- BRIEF
Look for "Provide the mask of every instance of the brick" in the listing below, then copy exactly the line it appears in and all lines after it to the end, and nothing more.
═════ SUPPLIED INFORMATION ═════
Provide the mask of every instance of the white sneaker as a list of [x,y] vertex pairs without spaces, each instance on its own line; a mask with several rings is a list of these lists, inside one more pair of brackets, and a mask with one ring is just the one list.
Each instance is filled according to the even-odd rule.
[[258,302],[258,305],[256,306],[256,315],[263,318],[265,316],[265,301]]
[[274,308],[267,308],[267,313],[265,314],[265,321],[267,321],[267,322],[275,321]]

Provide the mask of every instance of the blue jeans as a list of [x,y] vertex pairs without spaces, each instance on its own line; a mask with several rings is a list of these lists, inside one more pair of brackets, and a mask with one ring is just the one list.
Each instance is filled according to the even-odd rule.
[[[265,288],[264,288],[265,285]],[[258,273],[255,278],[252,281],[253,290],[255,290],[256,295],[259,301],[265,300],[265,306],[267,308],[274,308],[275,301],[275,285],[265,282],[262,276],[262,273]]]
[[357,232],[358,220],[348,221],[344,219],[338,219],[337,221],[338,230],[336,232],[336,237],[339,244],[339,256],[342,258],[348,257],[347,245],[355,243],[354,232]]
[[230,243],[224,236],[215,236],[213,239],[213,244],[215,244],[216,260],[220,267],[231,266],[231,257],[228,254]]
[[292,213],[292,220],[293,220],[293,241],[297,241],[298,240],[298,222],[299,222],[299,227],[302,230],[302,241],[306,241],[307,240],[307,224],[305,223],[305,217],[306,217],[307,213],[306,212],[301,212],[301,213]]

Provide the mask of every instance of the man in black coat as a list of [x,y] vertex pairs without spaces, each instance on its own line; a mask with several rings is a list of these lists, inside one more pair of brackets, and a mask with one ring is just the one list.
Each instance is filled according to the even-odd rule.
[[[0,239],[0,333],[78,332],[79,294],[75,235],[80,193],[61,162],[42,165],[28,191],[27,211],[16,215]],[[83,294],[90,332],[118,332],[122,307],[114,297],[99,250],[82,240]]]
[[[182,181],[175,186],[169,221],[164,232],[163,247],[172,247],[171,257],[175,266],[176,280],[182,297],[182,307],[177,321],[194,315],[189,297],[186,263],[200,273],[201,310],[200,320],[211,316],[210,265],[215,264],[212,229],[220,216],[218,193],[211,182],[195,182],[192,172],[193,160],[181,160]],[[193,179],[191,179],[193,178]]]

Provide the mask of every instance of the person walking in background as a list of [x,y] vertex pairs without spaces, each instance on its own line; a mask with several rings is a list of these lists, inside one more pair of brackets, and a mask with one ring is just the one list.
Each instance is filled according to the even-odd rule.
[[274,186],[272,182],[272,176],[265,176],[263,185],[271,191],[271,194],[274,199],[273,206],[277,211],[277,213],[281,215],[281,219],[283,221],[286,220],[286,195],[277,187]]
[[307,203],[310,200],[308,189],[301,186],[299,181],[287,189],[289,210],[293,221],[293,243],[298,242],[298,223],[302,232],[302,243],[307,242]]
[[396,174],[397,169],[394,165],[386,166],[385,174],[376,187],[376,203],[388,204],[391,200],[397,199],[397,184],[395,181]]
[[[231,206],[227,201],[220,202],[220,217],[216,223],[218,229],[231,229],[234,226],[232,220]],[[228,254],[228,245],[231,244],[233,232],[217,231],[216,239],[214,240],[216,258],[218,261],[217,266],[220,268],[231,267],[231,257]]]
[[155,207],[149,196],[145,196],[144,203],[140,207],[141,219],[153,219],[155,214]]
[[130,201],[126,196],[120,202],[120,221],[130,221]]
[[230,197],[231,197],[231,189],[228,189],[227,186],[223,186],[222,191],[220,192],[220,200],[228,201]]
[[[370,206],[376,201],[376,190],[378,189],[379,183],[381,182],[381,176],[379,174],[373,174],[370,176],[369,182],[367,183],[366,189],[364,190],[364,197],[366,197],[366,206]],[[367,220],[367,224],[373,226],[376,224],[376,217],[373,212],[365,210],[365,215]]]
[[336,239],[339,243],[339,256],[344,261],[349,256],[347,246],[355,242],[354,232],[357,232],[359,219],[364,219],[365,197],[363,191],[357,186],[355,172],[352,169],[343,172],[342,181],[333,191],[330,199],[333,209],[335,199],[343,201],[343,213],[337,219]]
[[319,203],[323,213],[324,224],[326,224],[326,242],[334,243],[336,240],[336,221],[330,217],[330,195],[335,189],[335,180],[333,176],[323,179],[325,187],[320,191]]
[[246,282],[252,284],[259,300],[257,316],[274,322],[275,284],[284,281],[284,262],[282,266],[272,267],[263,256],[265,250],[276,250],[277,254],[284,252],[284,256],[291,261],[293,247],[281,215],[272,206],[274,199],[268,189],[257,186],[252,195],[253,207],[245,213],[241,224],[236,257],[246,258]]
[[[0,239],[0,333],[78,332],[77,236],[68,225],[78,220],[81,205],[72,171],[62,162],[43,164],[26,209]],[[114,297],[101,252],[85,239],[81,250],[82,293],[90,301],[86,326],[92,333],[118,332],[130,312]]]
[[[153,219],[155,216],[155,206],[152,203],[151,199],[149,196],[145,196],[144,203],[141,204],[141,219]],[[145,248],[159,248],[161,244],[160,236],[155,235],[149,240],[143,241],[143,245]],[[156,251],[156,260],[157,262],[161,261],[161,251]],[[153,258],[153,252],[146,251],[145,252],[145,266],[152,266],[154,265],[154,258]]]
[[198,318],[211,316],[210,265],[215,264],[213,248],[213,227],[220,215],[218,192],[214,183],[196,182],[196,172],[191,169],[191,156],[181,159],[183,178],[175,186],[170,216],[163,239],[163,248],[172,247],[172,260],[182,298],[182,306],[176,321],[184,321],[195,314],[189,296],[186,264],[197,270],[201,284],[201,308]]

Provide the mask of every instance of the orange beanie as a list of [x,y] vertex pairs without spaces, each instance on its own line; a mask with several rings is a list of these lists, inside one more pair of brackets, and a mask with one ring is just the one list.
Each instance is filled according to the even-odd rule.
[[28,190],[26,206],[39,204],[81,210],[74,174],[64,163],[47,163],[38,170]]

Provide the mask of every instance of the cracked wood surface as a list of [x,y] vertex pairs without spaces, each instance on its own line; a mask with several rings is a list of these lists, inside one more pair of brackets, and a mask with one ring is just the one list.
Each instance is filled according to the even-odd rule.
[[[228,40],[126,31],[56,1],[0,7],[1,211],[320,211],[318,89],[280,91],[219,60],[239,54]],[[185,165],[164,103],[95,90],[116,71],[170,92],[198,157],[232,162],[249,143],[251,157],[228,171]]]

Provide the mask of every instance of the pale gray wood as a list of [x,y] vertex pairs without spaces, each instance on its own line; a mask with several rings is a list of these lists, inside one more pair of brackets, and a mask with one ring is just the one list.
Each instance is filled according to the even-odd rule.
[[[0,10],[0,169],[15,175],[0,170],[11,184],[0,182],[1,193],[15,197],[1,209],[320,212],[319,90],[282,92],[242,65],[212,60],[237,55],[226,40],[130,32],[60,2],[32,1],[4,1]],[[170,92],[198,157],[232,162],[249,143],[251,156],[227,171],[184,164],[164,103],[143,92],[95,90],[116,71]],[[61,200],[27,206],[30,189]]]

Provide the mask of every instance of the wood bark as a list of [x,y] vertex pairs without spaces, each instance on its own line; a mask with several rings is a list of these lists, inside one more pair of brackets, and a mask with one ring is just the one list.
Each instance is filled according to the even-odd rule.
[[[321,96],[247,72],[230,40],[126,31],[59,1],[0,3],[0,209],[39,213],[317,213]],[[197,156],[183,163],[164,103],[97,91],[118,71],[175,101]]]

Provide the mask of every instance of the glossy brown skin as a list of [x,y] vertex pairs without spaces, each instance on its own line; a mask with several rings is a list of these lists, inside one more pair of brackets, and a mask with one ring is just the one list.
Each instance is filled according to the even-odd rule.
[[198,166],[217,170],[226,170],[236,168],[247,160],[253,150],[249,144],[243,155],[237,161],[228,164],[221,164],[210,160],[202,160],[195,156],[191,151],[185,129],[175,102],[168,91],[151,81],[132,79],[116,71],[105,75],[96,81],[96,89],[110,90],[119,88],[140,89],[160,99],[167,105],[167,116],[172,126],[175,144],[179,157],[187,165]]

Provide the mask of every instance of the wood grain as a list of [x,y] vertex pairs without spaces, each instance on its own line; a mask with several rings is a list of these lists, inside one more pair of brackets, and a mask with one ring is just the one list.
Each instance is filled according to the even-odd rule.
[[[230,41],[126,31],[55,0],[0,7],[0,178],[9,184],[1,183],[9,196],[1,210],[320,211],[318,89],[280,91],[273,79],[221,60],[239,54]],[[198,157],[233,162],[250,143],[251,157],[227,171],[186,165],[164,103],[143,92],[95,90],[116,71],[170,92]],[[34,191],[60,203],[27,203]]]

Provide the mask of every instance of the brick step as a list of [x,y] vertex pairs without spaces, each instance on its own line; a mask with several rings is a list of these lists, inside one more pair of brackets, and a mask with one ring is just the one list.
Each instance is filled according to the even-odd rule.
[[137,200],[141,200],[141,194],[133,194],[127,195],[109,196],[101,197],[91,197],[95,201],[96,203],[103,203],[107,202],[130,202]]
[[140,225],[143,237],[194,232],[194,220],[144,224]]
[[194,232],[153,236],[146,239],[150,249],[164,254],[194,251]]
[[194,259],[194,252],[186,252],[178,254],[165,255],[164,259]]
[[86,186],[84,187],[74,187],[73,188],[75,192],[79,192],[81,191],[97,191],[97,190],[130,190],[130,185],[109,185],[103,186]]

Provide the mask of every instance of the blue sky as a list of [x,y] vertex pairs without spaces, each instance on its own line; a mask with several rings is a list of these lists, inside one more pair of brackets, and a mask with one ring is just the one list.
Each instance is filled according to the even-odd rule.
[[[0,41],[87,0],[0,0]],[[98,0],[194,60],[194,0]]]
═════
- ANSWER TO THIS EXERCISE
Provide the mask of every instance of the brick step as a list of [x,y] vertex pairs without spaces, each instance on its own line; a mask with several rings is a list of these lists, inside one more pair of brackets, and a mask with one ring is just the one list.
Each instance is filled according to the even-odd rule.
[[137,200],[141,200],[141,194],[133,194],[127,195],[109,196],[101,197],[91,197],[95,201],[96,203],[103,203],[107,202],[130,202]]
[[140,225],[143,237],[194,232],[194,220],[144,224]]
[[194,232],[153,236],[146,239],[150,249],[164,254],[194,251]]
[[194,259],[194,252],[186,252],[178,254],[165,255],[164,259]]
[[86,186],[84,187],[74,187],[73,188],[75,192],[79,192],[81,191],[97,191],[97,190],[130,190],[130,185],[109,185],[103,186]]

Provide the mask of every instance of the blue sky as a list of [x,y] vertex pairs without spaces, each instance on its own line; a mask with several rings is a list of these lists, inside one more pair of brackets, and a mask with one ring is just the one list.
Each instance is filled according to the even-odd rule.
[[[0,41],[87,0],[0,0]],[[98,0],[194,60],[194,0]]]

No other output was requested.